== TEXT EXCERPT ==

Ain’t quite shor what happens after dat but I thinks the one dey call Breeze be trying to be getting’ back in the good graces of the BB which I don’t think gon be happenin’ none to soon.

 

I don’ts thank the one dey call Breeze has learnt no lessons froms de last incidents at the BBBT whens he makes hisself look like a total idiot in fronts of our beloved Fred Stanley. He had to apologize when he made crude comments about brother Freddie and brother Randy who takes care of washing and waxing vehicles and whiles that didn’t learn him no lessons, he decide he going to get all stupid again when he gon whoop Big Bird’s 6’ 9” 240 lb. ass. Be like Pee Wee Herman vs. Hulk Hogan. I will be highly surprised if the Breeze be showin’ ups none too soon unless he show up at the Customer Appreciation Day wif an armed guard.

===
== DATA EXTRACT ==

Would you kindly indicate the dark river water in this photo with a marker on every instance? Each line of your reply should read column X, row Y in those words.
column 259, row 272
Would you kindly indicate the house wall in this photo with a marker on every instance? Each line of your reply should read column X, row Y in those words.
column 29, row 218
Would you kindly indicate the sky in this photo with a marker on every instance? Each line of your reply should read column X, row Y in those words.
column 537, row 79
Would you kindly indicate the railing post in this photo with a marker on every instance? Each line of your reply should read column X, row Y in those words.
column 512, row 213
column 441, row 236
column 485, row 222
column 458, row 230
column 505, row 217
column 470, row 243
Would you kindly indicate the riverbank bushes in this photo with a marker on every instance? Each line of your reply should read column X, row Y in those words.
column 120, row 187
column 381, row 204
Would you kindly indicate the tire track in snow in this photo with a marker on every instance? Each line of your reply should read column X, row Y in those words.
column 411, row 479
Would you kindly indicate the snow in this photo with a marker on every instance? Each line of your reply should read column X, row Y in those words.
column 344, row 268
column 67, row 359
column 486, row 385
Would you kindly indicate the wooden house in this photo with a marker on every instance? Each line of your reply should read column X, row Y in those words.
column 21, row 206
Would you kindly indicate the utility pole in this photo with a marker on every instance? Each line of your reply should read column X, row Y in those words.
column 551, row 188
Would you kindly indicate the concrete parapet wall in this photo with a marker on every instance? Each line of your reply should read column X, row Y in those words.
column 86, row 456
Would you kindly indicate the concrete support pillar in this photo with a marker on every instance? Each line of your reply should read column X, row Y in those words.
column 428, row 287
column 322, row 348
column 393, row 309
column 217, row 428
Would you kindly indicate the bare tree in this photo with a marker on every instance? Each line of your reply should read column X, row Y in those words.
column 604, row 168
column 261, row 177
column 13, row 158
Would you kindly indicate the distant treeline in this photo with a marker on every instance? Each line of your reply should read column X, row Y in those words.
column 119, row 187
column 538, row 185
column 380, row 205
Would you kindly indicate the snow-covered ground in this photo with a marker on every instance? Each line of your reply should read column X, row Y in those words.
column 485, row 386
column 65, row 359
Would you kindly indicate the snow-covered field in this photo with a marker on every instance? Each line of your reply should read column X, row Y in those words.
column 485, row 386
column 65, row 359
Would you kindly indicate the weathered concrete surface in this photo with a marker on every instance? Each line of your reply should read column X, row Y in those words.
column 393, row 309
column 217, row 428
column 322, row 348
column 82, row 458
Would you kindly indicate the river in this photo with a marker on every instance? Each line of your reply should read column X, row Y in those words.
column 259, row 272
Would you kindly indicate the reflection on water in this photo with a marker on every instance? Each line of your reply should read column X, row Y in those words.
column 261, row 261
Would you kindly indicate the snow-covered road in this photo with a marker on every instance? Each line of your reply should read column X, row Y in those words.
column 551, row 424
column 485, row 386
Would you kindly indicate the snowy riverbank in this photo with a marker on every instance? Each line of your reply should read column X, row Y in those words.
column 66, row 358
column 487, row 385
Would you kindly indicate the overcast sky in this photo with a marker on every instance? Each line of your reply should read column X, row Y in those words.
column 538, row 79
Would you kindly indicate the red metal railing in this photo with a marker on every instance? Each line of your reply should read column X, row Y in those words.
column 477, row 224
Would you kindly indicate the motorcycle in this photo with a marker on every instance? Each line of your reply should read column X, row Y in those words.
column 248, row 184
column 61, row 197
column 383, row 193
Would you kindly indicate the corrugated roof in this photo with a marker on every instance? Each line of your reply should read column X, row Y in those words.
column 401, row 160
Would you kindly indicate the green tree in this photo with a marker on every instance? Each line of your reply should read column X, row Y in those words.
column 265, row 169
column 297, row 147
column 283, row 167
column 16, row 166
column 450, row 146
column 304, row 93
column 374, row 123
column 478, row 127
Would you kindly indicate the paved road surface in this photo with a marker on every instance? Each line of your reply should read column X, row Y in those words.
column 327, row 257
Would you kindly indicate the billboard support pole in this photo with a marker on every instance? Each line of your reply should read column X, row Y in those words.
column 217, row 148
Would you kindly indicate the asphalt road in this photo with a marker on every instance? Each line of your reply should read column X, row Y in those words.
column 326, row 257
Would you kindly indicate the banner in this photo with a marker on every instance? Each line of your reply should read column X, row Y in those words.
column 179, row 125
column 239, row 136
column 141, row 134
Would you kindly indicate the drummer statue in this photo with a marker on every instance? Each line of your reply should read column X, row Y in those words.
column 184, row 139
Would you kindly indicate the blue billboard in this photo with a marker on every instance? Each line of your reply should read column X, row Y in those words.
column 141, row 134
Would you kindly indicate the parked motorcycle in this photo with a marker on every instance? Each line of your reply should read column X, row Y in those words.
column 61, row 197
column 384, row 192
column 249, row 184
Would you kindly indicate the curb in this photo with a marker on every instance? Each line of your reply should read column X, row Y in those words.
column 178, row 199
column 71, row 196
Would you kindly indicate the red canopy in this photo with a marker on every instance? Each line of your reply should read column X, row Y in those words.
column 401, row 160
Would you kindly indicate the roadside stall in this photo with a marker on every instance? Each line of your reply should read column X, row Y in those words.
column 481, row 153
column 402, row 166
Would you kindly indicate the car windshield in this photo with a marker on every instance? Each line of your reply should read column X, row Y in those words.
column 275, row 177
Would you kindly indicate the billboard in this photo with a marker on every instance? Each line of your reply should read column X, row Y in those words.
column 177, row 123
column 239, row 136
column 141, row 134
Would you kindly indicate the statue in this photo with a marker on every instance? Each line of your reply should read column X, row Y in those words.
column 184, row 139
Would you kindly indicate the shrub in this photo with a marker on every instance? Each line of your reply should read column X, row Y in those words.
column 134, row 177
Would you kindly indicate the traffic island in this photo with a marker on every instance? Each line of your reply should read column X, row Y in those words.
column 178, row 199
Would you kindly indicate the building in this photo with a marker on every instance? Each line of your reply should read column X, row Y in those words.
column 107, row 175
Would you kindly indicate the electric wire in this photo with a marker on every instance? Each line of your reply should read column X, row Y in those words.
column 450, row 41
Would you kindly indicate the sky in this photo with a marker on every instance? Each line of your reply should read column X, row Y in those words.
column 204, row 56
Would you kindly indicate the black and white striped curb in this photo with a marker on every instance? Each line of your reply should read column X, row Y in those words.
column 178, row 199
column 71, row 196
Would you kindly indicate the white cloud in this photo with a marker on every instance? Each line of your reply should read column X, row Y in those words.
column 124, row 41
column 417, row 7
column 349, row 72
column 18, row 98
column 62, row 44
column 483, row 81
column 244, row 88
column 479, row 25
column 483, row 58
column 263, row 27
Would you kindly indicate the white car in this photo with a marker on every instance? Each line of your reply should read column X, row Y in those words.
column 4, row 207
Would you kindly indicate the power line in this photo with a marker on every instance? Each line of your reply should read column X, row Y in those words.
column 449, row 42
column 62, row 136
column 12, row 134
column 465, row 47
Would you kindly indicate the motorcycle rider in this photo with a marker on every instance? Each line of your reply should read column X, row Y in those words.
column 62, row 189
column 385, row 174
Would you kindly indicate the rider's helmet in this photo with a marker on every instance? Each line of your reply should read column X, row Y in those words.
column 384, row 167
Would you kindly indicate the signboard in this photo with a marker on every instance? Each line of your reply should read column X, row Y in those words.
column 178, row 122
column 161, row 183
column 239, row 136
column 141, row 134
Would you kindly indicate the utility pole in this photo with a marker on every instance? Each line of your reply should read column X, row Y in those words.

===

* **TASK SET**
#1 Answer these about the passage about Breeze, one line each:
(a) Whose good graces is Breeze said to be trying to get back into?
(b) What do brother Freddie and brother Randy take care of?
(c) At what event does the narrator say Breeze might show up with an armed guard?
#2 Summarize the passage about Breeze in two sentences.
#3 Please continue the passage about Breeze from the point where it stops.

* **RESULTS**
#1
(a) The BB's.
(b) Washing and waxing vehicles.
(c) The Customer Appreciation Day.

#2 The narrator doubts that Breeze will get back into the good graces of the BB any time soon, since he has learned no lessons from the incident at the BBBT where he made himself look like an idiot in front of Fred Stanley. After apologizing for crude comments about brothers Freddie and Randy, Breeze now talks of beating up Big Bird, and the narrator would be surprised to see him show up soon unless he comes to the Customer Appreciation Day with an armed guard.

#3
It has been brought to my attentions that the Breeze been calling all over the U.S. of A. tryings to help him suck up to the BB but I don’ts think a tornado could do enough sucking at this point. Maybe one of dem sandstorms out there in the big kitty litter box where Sarge is may be strong enough to fix dis problem, but I don’t s think so. (I have changed the sandbox to the kitty litter box as I am sure there be enough stupid shit out there in that sand box to make it a shit box too).

 

Lucrecia hopes you and your comrades are all doing well and can’t wait for your old sorry cigar smoking ass to gets back over here to try and help straighten out some of this stupid shits that be goin’on. Me and CC needs some helps. We jus do da best as we can.

 

As CC has been tryin’ to teach me over the course of our extensive relationship, that you can’t fight stupid, you deal wif it and Lord knows we have our share of dealing wif it. I’se beginning to thank that stupid is contagious and thanking about getting’ some of them SAR’s mask so’s we don’ts catch no stupid!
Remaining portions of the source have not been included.